◆ Short exercise: Your task is to transcribe the entries below exactly, beginning with the line containing "green field patch." and ending with the final line, and to add nothing else.

◆ Raw records:
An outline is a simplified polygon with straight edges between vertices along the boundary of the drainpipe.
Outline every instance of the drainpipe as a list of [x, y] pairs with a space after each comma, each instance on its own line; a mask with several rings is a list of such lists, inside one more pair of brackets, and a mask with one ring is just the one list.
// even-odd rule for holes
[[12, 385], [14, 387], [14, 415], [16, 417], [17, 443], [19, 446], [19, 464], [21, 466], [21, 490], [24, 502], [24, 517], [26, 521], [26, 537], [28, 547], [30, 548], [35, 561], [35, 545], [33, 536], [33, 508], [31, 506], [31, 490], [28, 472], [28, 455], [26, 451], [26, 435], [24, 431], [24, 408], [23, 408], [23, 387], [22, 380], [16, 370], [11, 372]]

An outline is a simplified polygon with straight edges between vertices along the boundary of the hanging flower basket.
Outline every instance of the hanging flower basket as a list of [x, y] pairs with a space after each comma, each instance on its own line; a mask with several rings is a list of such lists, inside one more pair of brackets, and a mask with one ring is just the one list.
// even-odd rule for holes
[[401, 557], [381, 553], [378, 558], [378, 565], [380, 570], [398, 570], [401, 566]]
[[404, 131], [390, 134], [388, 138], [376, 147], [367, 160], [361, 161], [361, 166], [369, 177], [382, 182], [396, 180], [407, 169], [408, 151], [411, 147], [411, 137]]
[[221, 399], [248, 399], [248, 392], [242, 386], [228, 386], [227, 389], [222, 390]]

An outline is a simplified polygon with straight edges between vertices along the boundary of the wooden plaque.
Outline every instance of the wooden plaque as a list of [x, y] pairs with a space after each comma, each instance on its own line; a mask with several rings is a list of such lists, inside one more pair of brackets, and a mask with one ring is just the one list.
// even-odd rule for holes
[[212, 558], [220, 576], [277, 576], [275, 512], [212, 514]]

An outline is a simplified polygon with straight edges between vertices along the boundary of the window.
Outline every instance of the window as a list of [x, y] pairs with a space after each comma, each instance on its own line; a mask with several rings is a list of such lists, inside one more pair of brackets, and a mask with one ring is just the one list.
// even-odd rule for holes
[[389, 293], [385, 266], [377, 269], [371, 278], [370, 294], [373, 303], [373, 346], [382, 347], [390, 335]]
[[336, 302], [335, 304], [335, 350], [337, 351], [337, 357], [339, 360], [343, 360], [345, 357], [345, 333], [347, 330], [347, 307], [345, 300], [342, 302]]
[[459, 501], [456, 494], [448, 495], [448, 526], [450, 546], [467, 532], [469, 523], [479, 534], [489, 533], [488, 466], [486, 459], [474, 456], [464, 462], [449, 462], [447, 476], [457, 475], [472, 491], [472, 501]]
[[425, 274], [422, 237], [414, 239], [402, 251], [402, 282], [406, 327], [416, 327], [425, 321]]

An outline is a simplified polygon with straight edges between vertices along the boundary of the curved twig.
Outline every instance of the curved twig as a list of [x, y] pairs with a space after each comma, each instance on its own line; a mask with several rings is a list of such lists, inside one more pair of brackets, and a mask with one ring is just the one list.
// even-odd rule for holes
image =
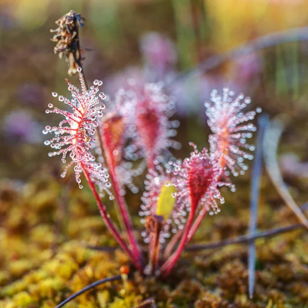
[[76, 292], [72, 295], [71, 295], [69, 297], [68, 297], [66, 300], [64, 300], [63, 302], [61, 302], [59, 305], [57, 305], [55, 308], [60, 308], [61, 307], [63, 307], [65, 304], [67, 304], [68, 302], [70, 302], [71, 300], [72, 300], [78, 296], [79, 296], [81, 294], [86, 292], [87, 291], [99, 285], [100, 284], [102, 284], [103, 283], [105, 283], [105, 282], [108, 282], [109, 281], [114, 281], [115, 280], [121, 280], [121, 277], [120, 275], [117, 275], [111, 277], [108, 277], [107, 278], [104, 278], [104, 279], [101, 279], [100, 280], [98, 280], [95, 282], [93, 282], [93, 283], [91, 283], [89, 284], [89, 285], [87, 285], [83, 288], [81, 289], [80, 291]]
[[299, 228], [303, 227], [301, 223], [296, 223], [280, 228], [275, 228], [275, 229], [270, 229], [265, 231], [261, 231], [255, 233], [254, 235], [241, 235], [230, 239], [226, 239], [219, 242], [215, 242], [209, 244], [191, 245], [187, 247], [185, 251], [186, 252], [196, 252], [200, 250], [205, 250], [207, 249], [212, 249], [214, 248], [219, 248], [227, 245], [232, 245], [232, 244], [243, 244], [250, 243], [251, 242], [262, 237], [271, 237], [278, 235], [280, 233], [284, 233], [288, 231], [292, 231]]
[[167, 85], [172, 86], [173, 84], [180, 80], [198, 77], [202, 75], [204, 72], [217, 67], [227, 61], [249, 54], [257, 50], [286, 43], [301, 41], [308, 41], [307, 27], [296, 28], [266, 34], [253, 40], [232, 50], [210, 56], [196, 66], [178, 74]]

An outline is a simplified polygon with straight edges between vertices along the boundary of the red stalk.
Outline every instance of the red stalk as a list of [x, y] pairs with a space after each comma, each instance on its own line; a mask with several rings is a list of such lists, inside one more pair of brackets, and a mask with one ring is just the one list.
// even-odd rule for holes
[[102, 148], [102, 152], [105, 152], [105, 161], [108, 166], [109, 175], [114, 191], [114, 195], [119, 204], [119, 208], [124, 224], [125, 231], [127, 235], [128, 242], [134, 258], [141, 262], [143, 260], [142, 255], [137, 242], [133, 236], [132, 225], [129, 213], [127, 209], [125, 200], [123, 196], [120, 194], [121, 189], [116, 175], [114, 167], [116, 163], [112, 153], [112, 149], [114, 149], [111, 148], [116, 148], [113, 143], [114, 140], [111, 139], [111, 136], [110, 133], [104, 133], [101, 129], [99, 129], [98, 132], [99, 138], [101, 142], [101, 147]]
[[142, 266], [141, 264], [140, 261], [135, 258], [134, 256], [132, 254], [131, 252], [128, 249], [127, 245], [122, 236], [120, 234], [119, 230], [117, 229], [116, 227], [111, 222], [110, 215], [108, 214], [107, 210], [106, 209], [106, 207], [103, 204], [100, 197], [96, 190], [95, 188], [95, 186], [93, 183], [90, 179], [90, 176], [89, 175], [89, 173], [87, 171], [86, 169], [85, 168], [84, 165], [82, 162], [81, 163], [81, 166], [83, 168], [83, 170], [84, 172], [84, 174], [85, 175], [85, 177], [87, 181], [88, 182], [88, 184], [89, 184], [89, 186], [91, 189], [92, 192], [93, 193], [94, 197], [97, 201], [97, 203], [98, 206], [99, 207], [99, 209], [100, 210], [100, 213], [107, 227], [108, 228], [109, 230], [111, 232], [112, 236], [118, 242], [120, 247], [126, 252], [126, 253], [129, 256], [129, 257], [131, 259], [132, 262], [133, 262], [134, 265], [136, 267], [141, 273], [143, 273]]
[[161, 268], [161, 275], [163, 278], [167, 276], [172, 269], [174, 267], [178, 260], [181, 257], [181, 255], [187, 243], [187, 237], [192, 224], [194, 218], [195, 217], [195, 210], [189, 212], [189, 216], [187, 220], [187, 223], [185, 228], [184, 233], [181, 238], [180, 243], [178, 246], [176, 251], [171, 255], [170, 258], [163, 264]]

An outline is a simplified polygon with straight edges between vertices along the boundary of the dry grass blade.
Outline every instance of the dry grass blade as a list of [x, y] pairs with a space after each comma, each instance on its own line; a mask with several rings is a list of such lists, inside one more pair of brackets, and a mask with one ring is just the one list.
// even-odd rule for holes
[[[251, 235], [254, 235], [257, 230], [260, 182], [262, 171], [262, 143], [268, 121], [268, 116], [267, 114], [260, 116], [258, 121], [257, 146], [253, 167], [251, 189], [251, 212], [249, 224], [249, 232]], [[248, 256], [249, 296], [250, 298], [252, 298], [255, 288], [255, 264], [256, 263], [256, 245], [254, 241], [249, 244]]]
[[294, 212], [300, 222], [308, 228], [308, 220], [296, 204], [283, 182], [277, 157], [278, 143], [284, 125], [279, 119], [273, 120], [265, 132], [263, 150], [266, 170], [277, 191]]

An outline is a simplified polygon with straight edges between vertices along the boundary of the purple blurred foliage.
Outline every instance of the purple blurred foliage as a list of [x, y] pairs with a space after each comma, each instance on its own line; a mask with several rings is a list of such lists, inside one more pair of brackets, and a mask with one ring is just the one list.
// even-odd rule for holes
[[149, 81], [162, 80], [168, 71], [174, 70], [178, 60], [177, 50], [175, 44], [165, 35], [155, 32], [144, 34], [140, 50]]
[[119, 89], [139, 91], [143, 89], [146, 83], [143, 70], [137, 66], [129, 66], [123, 70], [106, 78], [104, 81], [106, 93], [110, 97], [114, 97]]
[[2, 30], [11, 30], [20, 26], [12, 10], [12, 6], [2, 6], [0, 10], [0, 25]]
[[12, 143], [36, 144], [43, 140], [42, 128], [31, 113], [20, 110], [12, 111], [4, 118], [2, 133]]
[[23, 104], [45, 107], [46, 91], [39, 84], [25, 83], [17, 88], [17, 96]]

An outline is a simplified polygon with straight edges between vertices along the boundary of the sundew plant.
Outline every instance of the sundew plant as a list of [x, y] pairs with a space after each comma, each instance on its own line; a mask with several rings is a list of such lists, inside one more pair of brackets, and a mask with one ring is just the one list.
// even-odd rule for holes
[[[235, 191], [232, 178], [247, 169], [245, 161], [253, 159], [255, 149], [247, 139], [256, 130], [250, 121], [261, 109], [245, 111], [251, 99], [242, 93], [213, 90], [204, 111], [212, 132], [209, 148], [190, 143], [191, 152], [183, 161], [177, 159], [169, 150], [181, 146], [173, 139], [179, 123], [171, 120], [175, 99], [162, 82], [145, 84], [141, 90], [119, 89], [107, 107], [102, 82], [95, 80], [88, 86], [79, 48], [83, 20], [71, 11], [56, 23], [55, 52], [66, 56], [69, 74], [78, 74], [80, 85], [66, 80], [70, 97], [52, 92], [60, 103], [51, 102], [46, 112], [62, 119], [57, 126], [46, 127], [43, 133], [52, 136], [45, 144], [51, 148], [50, 157], [61, 157], [61, 177], [71, 168], [80, 188], [89, 185], [105, 223], [136, 269], [165, 278], [205, 215], [220, 211], [225, 202], [221, 187]], [[136, 237], [124, 196], [127, 189], [138, 191], [134, 178], [144, 173], [139, 211], [144, 228]], [[116, 201], [122, 233], [102, 201], [105, 195]]]

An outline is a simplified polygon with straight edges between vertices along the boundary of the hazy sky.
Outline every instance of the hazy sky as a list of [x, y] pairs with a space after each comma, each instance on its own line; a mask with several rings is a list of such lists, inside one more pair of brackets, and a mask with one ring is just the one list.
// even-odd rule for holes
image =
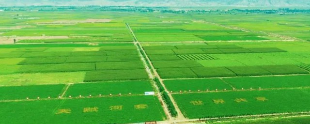
[[310, 0], [0, 0], [0, 6], [310, 6]]

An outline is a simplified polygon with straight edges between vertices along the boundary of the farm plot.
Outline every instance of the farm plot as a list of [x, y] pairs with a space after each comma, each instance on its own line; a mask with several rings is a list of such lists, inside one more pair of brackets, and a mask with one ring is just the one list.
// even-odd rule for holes
[[141, 123], [165, 119], [160, 105], [153, 96], [0, 102], [0, 119], [10, 124]]
[[153, 91], [151, 82], [148, 80], [78, 83], [70, 85], [65, 96], [78, 97], [80, 95], [87, 96], [90, 94], [95, 96], [110, 94], [118, 95], [119, 93], [129, 95], [129, 93], [130, 95], [141, 95], [145, 92]]
[[[240, 46], [248, 47], [241, 47], [239, 44]], [[277, 43], [266, 43], [268, 45], [253, 45], [250, 47], [242, 45], [256, 43], [239, 44], [171, 44], [170, 46], [158, 46], [159, 44], [155, 44], [152, 46], [149, 43], [143, 48], [163, 78], [309, 73], [306, 68], [304, 67], [305, 70], [298, 66], [306, 63], [300, 62], [307, 62], [303, 61], [304, 57], [278, 48], [279, 45]], [[276, 57], [271, 58], [272, 56]], [[178, 72], [186, 70], [186, 72]]]
[[0, 87], [0, 100], [57, 98], [64, 87], [64, 84]]
[[172, 94], [189, 119], [308, 111], [309, 89]]
[[[151, 25], [152, 24], [152, 25]], [[142, 42], [269, 40], [265, 34], [233, 30], [203, 22], [130, 23]]]
[[[16, 45], [0, 48], [7, 51], [0, 54], [0, 67], [4, 69], [0, 70], [0, 85], [147, 78], [131, 44]], [[98, 78], [91, 79], [93, 77]]]
[[231, 87], [219, 78], [166, 80], [164, 83], [169, 91], [173, 93], [232, 90]]

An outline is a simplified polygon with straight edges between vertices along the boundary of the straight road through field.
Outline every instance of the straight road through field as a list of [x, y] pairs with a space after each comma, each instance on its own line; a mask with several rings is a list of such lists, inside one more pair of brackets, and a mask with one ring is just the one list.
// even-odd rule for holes
[[[146, 52], [145, 52], [145, 51], [144, 51], [144, 50], [143, 49], [143, 48], [142, 48], [142, 46], [140, 44], [140, 43], [139, 42], [139, 41], [138, 40], [138, 39], [137, 38], [137, 37], [136, 36], [136, 35], [135, 35], [134, 32], [132, 31], [132, 30], [131, 29], [131, 28], [130, 28], [130, 26], [129, 26], [129, 25], [126, 23], [126, 25], [127, 26], [127, 27], [128, 28], [128, 29], [130, 30], [131, 34], [133, 35], [133, 37], [134, 38], [134, 39], [135, 40], [135, 44], [136, 45], [137, 45], [137, 47], [140, 47], [140, 49], [141, 49], [142, 51], [140, 51], [140, 50], [139, 50], [140, 51], [140, 53], [141, 55], [142, 55], [142, 53], [141, 53], [141, 52], [143, 52], [144, 54], [145, 55], [146, 58], [147, 60], [144, 60], [144, 59], [142, 59], [142, 60], [145, 61], [147, 61], [148, 62], [148, 63], [150, 64], [151, 67], [152, 68], [152, 70], [153, 70], [153, 73], [155, 75], [155, 76], [157, 78], [158, 78], [159, 79], [159, 81], [160, 82], [160, 83], [161, 84], [161, 85], [163, 86], [163, 87], [164, 87], [164, 88], [165, 89], [165, 91], [166, 92], [167, 92], [167, 93], [169, 93], [169, 92], [168, 91], [168, 90], [167, 89], [167, 88], [166, 88], [166, 87], [165, 86], [165, 85], [164, 84], [164, 83], [163, 82], [163, 80], [162, 79], [161, 79], [161, 78], [160, 78], [160, 77], [159, 76], [159, 75], [158, 75], [158, 74], [157, 73], [157, 72], [156, 71], [156, 70], [155, 69], [155, 68], [154, 67], [154, 66], [153, 66], [153, 64], [152, 63], [152, 62], [151, 62], [151, 60], [150, 60], [150, 59], [149, 58], [149, 57], [147, 56], [147, 54], [146, 54]], [[146, 64], [146, 62], [144, 62], [145, 63], [145, 66], [146, 67], [147, 66], [147, 65]], [[146, 67], [146, 68], [148, 68], [148, 67]], [[153, 79], [152, 79], [153, 80]], [[157, 88], [158, 89], [158, 86], [156, 86]], [[178, 113], [178, 116], [175, 119], [175, 120], [186, 120], [186, 119], [185, 118], [185, 117], [184, 117], [184, 116], [183, 115], [183, 114], [182, 114], [182, 113], [181, 112], [181, 110], [180, 110], [180, 109], [179, 108], [177, 105], [176, 104], [176, 102], [174, 101], [174, 100], [173, 99], [172, 95], [171, 95], [171, 94], [170, 94], [170, 93], [168, 93], [168, 95], [169, 96], [169, 97], [170, 98], [170, 99], [171, 99], [171, 101], [172, 102], [172, 103], [173, 104], [173, 105], [174, 106], [174, 107], [176, 108], [176, 110], [177, 111], [177, 112]], [[160, 100], [161, 100], [161, 101], [162, 101], [162, 102], [163, 102], [163, 100], [162, 99], [162, 98], [161, 97], [161, 96], [160, 95], [159, 95], [160, 96], [159, 96], [160, 98]], [[168, 111], [168, 107], [167, 107], [166, 105], [165, 104], [164, 104], [165, 105], [165, 108], [164, 109], [165, 109], [166, 110]], [[169, 113], [169, 112], [168, 112], [168, 113]], [[171, 120], [171, 116], [169, 114], [169, 119], [170, 119], [170, 123], [171, 122], [173, 122], [173, 120]]]

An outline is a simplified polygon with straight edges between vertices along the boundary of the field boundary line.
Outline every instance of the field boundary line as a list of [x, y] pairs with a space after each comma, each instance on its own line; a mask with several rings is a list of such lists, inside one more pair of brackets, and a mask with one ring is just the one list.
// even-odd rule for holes
[[[203, 123], [205, 124], [205, 121], [212, 121], [212, 120], [220, 120], [222, 119], [242, 119], [246, 118], [257, 118], [257, 117], [268, 117], [277, 116], [286, 116], [288, 115], [289, 117], [302, 117], [302, 116], [310, 116], [310, 111], [300, 111], [300, 112], [285, 112], [285, 113], [270, 113], [270, 114], [256, 114], [256, 115], [241, 115], [241, 116], [234, 116], [229, 117], [214, 117], [214, 118], [198, 118], [188, 119], [187, 120], [180, 120], [176, 122], [176, 124], [198, 124], [197, 123]], [[292, 116], [289, 116], [292, 115]], [[274, 117], [275, 118], [279, 118], [279, 117]], [[283, 118], [285, 118], [284, 117]], [[268, 119], [268, 118], [266, 118]], [[262, 119], [264, 119], [263, 118]], [[221, 122], [224, 122], [225, 121]], [[158, 122], [157, 124], [167, 124], [166, 121]], [[216, 124], [220, 124], [220, 122]]]
[[200, 91], [200, 92], [191, 92], [186, 93], [172, 93], [172, 94], [189, 94], [189, 93], [221, 93], [221, 92], [247, 92], [247, 91], [273, 91], [273, 90], [301, 90], [301, 89], [309, 89], [309, 87], [289, 87], [289, 88], [266, 88], [261, 89], [244, 89], [244, 90], [218, 90], [209, 91]]
[[80, 97], [79, 96], [72, 97], [61, 97], [61, 98], [45, 98], [38, 99], [14, 99], [14, 100], [0, 100], [0, 103], [4, 102], [18, 102], [24, 101], [45, 101], [45, 100], [65, 100], [65, 99], [91, 99], [91, 98], [107, 98], [107, 97], [131, 97], [131, 96], [145, 96], [144, 94], [122, 94], [119, 95], [118, 94], [114, 94], [111, 96], [109, 95], [102, 95], [101, 96], [93, 96], [91, 97], [88, 96], [84, 96]]
[[[205, 20], [204, 20], [203, 21], [203, 22], [204, 22], [205, 23], [207, 24], [213, 24], [213, 25], [217, 25], [217, 26], [220, 26], [223, 28], [227, 28], [227, 29], [232, 29], [232, 30], [239, 30], [239, 31], [245, 31], [245, 32], [255, 32], [255, 33], [264, 33], [266, 35], [267, 35], [268, 36], [271, 36], [271, 37], [278, 37], [278, 38], [279, 38], [281, 39], [283, 39], [283, 41], [299, 41], [299, 40], [301, 40], [303, 41], [305, 41], [305, 40], [302, 40], [302, 39], [299, 39], [299, 38], [297, 38], [295, 37], [290, 37], [290, 36], [283, 36], [280, 34], [276, 34], [274, 33], [272, 33], [272, 32], [264, 32], [262, 31], [253, 31], [252, 30], [250, 30], [248, 29], [246, 29], [245, 28], [240, 28], [238, 27], [235, 27], [235, 26], [227, 26], [227, 25], [223, 25], [220, 24], [218, 24], [218, 23], [215, 23], [215, 22], [208, 22], [206, 21]], [[282, 40], [276, 40], [276, 41], [282, 41]]]
[[264, 75], [264, 76], [235, 76], [235, 77], [211, 77], [211, 78], [166, 78], [163, 79], [163, 80], [182, 80], [182, 79], [214, 79], [214, 78], [255, 78], [255, 77], [284, 77], [284, 76], [306, 76], [309, 75], [310, 74], [289, 74], [289, 75]]
[[[306, 114], [306, 115], [292, 115], [292, 116], [287, 116], [284, 117], [266, 117], [266, 118], [253, 118], [253, 119], [247, 119], [244, 120], [246, 121], [255, 121], [255, 120], [264, 120], [266, 119], [286, 119], [286, 118], [298, 118], [298, 117], [310, 117], [310, 115]], [[230, 121], [219, 121], [217, 122], [214, 122], [214, 124], [221, 124], [222, 123], [228, 123], [228, 122], [237, 122], [238, 121], [242, 121], [243, 120], [230, 120]]]
[[68, 89], [69, 89], [69, 87], [70, 87], [70, 86], [71, 85], [71, 83], [69, 83], [67, 85], [66, 85], [66, 88], [64, 90], [64, 91], [63, 91], [63, 92], [62, 92], [62, 95], [60, 96], [61, 97], [63, 97], [63, 96], [64, 95], [64, 94], [66, 93], [67, 92], [67, 91], [68, 90]]
[[231, 84], [229, 83], [228, 82], [226, 82], [226, 81], [225, 81], [225, 80], [224, 80], [222, 78], [220, 78], [220, 79], [221, 79], [221, 80], [222, 80], [222, 81], [223, 81], [223, 82], [224, 82], [224, 83], [227, 84], [227, 85], [229, 85], [233, 89], [236, 89], [236, 88], [235, 88], [233, 86], [232, 86], [232, 85]]

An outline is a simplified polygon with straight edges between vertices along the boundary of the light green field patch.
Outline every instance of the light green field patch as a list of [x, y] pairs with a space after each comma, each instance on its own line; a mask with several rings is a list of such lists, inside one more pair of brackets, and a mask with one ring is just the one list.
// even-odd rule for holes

◆ Result of the task:
An outline is a simplified polygon with straight edges between vertices along the boundary of the light green field patch.
Outline every instance of the light green field patch as a list of [x, y] pairs with a space after each comma, each instance on its own line; a mask with several rings is a list of such lists, inside one more pair of brackets, and a mask with one ring is just the one list.
// even-odd rule for holes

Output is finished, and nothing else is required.